DATA:
************

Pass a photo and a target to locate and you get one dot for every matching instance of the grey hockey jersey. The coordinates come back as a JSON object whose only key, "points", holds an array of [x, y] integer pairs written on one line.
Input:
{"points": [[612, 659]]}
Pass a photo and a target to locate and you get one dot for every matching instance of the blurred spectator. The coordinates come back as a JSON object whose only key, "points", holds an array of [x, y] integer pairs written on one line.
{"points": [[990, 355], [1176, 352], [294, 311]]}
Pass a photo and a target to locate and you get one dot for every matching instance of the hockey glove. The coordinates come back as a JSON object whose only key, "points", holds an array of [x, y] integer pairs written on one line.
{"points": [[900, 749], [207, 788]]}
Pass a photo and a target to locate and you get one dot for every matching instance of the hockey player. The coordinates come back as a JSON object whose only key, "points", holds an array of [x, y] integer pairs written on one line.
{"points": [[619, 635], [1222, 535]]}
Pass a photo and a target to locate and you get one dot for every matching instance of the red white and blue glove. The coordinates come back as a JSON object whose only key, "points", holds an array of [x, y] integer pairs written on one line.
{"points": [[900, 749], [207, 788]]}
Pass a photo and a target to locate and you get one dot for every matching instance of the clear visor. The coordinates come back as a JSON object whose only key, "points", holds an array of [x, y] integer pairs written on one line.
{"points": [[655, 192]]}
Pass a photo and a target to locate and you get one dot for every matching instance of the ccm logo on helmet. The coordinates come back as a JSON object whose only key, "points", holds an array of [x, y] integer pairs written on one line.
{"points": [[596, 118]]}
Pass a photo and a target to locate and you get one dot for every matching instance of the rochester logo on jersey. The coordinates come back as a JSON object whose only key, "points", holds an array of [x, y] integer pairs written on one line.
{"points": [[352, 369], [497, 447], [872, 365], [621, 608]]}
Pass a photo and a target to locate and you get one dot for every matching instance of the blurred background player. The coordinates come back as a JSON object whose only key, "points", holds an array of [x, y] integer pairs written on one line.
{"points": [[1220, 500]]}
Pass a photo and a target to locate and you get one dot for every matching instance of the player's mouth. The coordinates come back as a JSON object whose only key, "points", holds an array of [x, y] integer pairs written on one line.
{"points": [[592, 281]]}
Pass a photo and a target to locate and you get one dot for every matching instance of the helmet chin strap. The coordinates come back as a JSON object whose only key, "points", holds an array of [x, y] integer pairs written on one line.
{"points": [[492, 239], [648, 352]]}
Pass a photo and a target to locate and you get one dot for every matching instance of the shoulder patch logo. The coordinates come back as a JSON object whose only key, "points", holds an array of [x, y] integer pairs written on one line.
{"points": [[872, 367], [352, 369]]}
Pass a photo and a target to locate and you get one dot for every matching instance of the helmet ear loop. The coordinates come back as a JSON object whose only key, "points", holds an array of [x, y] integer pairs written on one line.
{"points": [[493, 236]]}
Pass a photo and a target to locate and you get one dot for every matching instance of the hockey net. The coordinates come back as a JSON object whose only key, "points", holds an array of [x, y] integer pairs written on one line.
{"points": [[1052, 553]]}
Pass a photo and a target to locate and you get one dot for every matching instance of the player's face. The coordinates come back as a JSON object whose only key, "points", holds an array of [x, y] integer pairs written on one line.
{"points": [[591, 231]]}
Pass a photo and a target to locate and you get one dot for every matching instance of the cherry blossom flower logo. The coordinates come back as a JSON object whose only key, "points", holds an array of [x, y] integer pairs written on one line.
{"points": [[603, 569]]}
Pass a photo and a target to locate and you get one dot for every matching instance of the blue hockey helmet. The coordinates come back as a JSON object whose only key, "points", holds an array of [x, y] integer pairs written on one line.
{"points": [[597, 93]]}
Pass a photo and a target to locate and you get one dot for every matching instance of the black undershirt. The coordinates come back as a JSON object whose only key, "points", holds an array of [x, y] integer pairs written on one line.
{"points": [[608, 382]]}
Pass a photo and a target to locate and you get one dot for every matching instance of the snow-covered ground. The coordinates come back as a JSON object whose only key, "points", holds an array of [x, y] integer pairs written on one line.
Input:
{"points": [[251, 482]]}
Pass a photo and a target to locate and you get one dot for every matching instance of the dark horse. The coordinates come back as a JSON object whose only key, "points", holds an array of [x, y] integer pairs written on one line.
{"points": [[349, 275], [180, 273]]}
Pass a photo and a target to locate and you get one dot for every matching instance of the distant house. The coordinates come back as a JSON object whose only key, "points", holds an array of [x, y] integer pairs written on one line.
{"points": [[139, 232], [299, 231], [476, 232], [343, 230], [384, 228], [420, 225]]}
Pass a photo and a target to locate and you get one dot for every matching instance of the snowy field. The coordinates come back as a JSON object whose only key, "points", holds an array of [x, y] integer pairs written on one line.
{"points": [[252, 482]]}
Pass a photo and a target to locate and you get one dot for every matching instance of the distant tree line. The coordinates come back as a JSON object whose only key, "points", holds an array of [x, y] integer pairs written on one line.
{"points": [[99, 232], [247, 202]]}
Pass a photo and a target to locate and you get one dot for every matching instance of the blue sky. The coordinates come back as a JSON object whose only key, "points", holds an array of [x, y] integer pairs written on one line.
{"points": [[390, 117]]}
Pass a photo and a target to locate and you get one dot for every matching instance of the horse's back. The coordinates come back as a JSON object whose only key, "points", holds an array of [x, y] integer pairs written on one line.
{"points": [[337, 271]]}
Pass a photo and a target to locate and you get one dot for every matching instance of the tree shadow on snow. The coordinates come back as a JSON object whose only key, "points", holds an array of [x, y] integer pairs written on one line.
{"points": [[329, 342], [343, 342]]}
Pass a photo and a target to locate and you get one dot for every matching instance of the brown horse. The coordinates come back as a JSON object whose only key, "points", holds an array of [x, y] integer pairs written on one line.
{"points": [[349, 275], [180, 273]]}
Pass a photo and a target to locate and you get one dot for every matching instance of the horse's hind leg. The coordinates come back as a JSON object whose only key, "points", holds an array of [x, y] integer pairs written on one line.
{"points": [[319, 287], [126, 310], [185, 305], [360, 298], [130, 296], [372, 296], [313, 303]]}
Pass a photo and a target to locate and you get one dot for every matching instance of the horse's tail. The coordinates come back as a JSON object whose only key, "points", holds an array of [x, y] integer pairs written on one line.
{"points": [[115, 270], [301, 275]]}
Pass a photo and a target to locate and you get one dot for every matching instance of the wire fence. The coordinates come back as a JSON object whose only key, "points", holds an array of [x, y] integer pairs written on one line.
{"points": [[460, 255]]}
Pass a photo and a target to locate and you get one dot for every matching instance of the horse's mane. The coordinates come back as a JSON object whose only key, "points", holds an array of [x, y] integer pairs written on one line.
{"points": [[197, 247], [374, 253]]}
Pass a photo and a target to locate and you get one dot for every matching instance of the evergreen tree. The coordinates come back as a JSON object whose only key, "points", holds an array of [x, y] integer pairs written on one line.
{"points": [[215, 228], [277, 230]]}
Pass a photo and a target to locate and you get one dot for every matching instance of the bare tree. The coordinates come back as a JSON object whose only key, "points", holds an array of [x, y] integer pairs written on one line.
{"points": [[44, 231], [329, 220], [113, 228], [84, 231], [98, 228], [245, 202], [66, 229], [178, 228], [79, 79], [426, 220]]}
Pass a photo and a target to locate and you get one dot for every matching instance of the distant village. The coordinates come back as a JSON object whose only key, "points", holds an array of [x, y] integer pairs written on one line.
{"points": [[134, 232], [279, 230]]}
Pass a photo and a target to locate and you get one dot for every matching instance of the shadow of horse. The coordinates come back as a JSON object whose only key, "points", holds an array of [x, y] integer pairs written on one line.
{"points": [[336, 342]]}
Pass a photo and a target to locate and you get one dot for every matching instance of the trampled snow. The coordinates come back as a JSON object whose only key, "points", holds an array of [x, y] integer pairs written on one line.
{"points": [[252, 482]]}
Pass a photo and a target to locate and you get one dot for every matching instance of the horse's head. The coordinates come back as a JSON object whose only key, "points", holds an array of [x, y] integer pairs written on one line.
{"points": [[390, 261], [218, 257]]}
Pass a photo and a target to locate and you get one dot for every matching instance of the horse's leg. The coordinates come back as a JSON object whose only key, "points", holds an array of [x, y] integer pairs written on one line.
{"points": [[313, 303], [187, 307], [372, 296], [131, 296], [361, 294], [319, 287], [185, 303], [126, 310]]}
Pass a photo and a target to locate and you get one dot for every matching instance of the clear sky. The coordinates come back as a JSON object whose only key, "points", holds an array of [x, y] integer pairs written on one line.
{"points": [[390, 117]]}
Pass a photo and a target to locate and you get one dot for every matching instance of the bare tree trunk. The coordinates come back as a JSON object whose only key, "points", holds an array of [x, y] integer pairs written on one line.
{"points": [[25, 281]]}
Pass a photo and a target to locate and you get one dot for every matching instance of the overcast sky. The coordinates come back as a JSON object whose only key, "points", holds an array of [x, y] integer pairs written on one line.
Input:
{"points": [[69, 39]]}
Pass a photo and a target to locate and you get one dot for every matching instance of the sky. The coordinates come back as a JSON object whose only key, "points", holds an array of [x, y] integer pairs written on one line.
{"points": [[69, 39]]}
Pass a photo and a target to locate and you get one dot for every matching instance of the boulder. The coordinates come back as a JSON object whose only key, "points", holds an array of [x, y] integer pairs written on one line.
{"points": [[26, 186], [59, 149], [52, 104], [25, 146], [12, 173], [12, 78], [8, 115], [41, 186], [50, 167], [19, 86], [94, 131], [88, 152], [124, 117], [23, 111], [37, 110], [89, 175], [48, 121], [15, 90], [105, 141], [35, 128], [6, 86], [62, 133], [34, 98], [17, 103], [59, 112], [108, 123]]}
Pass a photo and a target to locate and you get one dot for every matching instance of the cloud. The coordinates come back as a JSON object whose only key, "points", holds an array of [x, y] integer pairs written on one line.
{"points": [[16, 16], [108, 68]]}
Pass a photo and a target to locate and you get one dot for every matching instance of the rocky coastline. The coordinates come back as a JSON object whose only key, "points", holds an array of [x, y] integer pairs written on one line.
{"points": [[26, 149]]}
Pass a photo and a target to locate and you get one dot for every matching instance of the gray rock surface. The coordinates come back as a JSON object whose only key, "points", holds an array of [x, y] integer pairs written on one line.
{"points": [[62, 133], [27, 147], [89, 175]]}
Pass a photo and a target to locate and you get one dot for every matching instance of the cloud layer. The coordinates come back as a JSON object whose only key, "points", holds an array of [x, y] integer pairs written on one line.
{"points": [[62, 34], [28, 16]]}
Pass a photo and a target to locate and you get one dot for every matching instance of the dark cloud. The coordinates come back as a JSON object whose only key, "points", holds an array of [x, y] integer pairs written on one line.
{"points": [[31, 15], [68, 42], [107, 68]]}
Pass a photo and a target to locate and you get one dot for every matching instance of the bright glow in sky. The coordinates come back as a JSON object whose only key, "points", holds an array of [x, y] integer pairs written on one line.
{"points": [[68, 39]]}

************

INSTRUCTION: Recast the records from the line that contains "of the bright" through the end of the records as a two-column CSV with the headers text and answer. Give one row per record, put each value in a single quoted field, and replace any line breaks with spaces.

FINAL ANSWER:
text,answer
"Pass a photo and a target to locate and you get one dot for every matching instance of the bright glow in sky. The coordinates come back as a JSON object whose only key, ""points"", holds an array of [x, y] integer pairs written on one line.","{""points"": [[68, 39]]}"